SET EXERCISE: Convert the data below into a JSON list of strings, one per line. Begin at the line that has "(a) Identify the israeli", stop after the line that has "[0, 20, 316, 299]", and leave out blank lines and the pictures.

RECORDS FOR THIS TASK:
^^^^
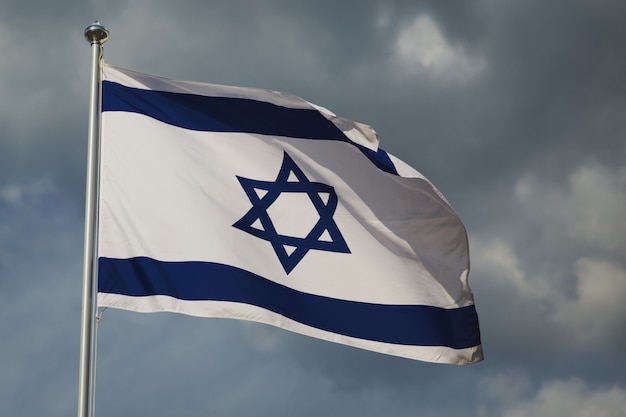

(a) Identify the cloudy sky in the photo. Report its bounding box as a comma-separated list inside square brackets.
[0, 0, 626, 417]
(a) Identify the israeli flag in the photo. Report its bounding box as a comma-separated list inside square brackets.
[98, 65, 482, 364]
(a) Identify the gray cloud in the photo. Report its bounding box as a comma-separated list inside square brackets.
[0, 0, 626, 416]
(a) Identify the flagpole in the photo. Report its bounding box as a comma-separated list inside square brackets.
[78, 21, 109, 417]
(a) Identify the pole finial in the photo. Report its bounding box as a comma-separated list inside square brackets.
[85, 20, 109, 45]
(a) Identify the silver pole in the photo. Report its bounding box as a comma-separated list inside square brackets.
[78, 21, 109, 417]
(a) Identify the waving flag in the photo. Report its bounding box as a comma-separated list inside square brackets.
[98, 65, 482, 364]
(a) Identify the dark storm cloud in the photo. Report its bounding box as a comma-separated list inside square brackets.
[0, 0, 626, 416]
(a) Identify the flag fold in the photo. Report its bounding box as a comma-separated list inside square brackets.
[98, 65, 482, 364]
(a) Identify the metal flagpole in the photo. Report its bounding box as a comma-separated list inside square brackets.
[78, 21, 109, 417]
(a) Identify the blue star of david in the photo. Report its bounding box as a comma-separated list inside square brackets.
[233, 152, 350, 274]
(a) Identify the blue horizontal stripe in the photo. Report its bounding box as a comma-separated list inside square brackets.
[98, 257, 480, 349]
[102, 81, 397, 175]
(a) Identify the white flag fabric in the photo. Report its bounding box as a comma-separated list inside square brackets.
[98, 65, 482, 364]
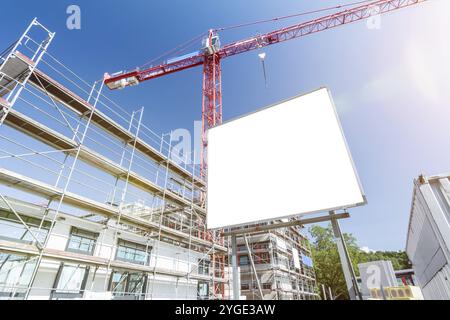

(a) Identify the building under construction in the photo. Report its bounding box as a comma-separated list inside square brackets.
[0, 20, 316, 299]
^^^^
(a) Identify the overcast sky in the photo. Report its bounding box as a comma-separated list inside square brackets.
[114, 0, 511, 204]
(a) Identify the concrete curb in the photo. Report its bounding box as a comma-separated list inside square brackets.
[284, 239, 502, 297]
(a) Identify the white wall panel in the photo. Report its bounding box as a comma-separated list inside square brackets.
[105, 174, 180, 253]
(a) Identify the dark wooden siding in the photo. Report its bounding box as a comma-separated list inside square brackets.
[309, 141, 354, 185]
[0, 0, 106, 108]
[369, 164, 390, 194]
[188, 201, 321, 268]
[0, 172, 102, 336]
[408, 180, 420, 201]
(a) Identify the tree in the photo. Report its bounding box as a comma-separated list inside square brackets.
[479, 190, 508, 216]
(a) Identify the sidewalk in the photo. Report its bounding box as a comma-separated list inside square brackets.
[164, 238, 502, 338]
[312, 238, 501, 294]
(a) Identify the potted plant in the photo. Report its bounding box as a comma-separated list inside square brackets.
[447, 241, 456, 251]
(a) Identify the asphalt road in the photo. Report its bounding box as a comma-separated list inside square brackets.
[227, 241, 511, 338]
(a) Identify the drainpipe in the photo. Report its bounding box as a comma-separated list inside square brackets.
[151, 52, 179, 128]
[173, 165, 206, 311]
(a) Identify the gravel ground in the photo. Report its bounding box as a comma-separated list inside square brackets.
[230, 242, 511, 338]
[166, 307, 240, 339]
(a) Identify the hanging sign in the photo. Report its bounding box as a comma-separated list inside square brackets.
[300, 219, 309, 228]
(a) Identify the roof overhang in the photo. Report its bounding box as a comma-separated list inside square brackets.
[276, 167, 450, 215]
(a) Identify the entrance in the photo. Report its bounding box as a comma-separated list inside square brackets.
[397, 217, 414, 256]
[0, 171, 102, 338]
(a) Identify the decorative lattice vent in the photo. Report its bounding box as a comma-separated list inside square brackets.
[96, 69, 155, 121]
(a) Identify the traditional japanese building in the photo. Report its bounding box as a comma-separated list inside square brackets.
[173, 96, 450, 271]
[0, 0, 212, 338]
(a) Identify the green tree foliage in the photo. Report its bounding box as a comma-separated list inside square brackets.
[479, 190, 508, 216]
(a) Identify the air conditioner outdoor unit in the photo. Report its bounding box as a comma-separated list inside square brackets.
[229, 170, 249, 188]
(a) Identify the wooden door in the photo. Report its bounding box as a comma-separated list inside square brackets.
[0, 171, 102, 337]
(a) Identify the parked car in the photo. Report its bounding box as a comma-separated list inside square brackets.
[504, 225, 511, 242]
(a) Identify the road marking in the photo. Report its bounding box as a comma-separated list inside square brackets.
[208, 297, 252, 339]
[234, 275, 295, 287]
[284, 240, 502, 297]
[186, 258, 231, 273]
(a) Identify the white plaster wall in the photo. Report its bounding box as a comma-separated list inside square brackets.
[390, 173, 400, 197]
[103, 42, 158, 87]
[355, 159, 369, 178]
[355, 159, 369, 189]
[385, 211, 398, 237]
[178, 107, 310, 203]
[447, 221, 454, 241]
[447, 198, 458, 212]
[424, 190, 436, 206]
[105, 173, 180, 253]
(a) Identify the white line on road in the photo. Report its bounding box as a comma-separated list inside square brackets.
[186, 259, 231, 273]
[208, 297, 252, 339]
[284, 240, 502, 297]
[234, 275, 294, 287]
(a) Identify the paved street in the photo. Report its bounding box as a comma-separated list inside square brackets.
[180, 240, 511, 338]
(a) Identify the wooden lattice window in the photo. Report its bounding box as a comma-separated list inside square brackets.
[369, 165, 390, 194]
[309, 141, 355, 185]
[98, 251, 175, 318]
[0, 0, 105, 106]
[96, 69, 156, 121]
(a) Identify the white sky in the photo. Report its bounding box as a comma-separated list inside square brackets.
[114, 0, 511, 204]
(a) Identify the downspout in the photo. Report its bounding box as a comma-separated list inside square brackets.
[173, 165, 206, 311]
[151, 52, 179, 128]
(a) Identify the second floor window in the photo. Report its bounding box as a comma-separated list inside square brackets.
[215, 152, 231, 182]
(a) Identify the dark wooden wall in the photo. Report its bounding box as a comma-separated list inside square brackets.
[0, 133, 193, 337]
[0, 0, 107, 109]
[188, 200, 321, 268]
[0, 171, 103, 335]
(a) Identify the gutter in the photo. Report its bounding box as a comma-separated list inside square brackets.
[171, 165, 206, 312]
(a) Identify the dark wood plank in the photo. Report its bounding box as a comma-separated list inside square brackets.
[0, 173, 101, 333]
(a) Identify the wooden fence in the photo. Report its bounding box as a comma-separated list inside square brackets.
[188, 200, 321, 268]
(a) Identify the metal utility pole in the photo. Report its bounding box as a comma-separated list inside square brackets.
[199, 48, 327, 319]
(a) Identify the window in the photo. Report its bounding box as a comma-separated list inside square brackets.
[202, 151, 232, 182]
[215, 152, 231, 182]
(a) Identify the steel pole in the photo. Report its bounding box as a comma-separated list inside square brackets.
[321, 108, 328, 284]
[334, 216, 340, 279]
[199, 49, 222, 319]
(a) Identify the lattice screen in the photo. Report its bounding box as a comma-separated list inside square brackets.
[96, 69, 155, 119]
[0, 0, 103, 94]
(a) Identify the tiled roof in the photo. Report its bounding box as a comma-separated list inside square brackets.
^^^^
THE COMPLETED TASK:
[
  "(a) Identify the israeli flag in the photo. Report its bounding box as a comma-separated list inside square brackets.",
  "[98, 65, 482, 364]",
  "(a) Identify the gray cloud in the photo. Report its bounding box as a comma-separated list inside square brackets.",
  "[0, 0, 626, 416]",
  "(a) Identify the flagpole in the photo. Report its bounding box as a comma-separated list inside square brackets.",
  "[78, 21, 109, 417]",
  "(a) Identify the pole finial in the photo. Report its bounding box as a comma-separated list inside square brackets.",
  "[85, 20, 109, 45]",
  "(a) Identify the silver pole in the photo. Report its bounding box as a comma-separated list inside square brackets.",
  "[78, 21, 109, 417]",
  "(a) Identify the waving flag in the photo. Report its bounding box as a comma-separated list inside square brackets.",
  "[98, 65, 482, 364]",
  "(a) Identify the dark storm cloud in the photo. Report its bounding box as a comma-separated list inside square brackets.",
  "[0, 0, 626, 416]",
  "(a) Identify the flag fold in the photo. Report its bounding box as a comma-separated list inside square brackets.",
  "[98, 65, 482, 364]",
  "(a) Identify the metal flagpole in the photo. Report its bounding box as a comma-separated list inside square brackets.",
  "[78, 21, 109, 417]",
  "(a) Identify the blue star of david in the photo. Report its bounding box as a comma-separated list inside square brackets.",
  "[233, 152, 350, 274]",
  "(a) Identify the blue horizontal stripe in the photo. Report its bounding box as a comma-separated list inside square brackets.",
  "[98, 257, 480, 349]",
  "[102, 81, 397, 175]",
  "(a) Identify the white flag fabric in the photo. Report its bounding box as a comma-separated list inside square brackets.",
  "[98, 65, 482, 364]",
  "(a) Identify the building under construction in the photo. Report its bounding box as a comma-separated list inside square brackets.",
  "[0, 20, 316, 299]"
]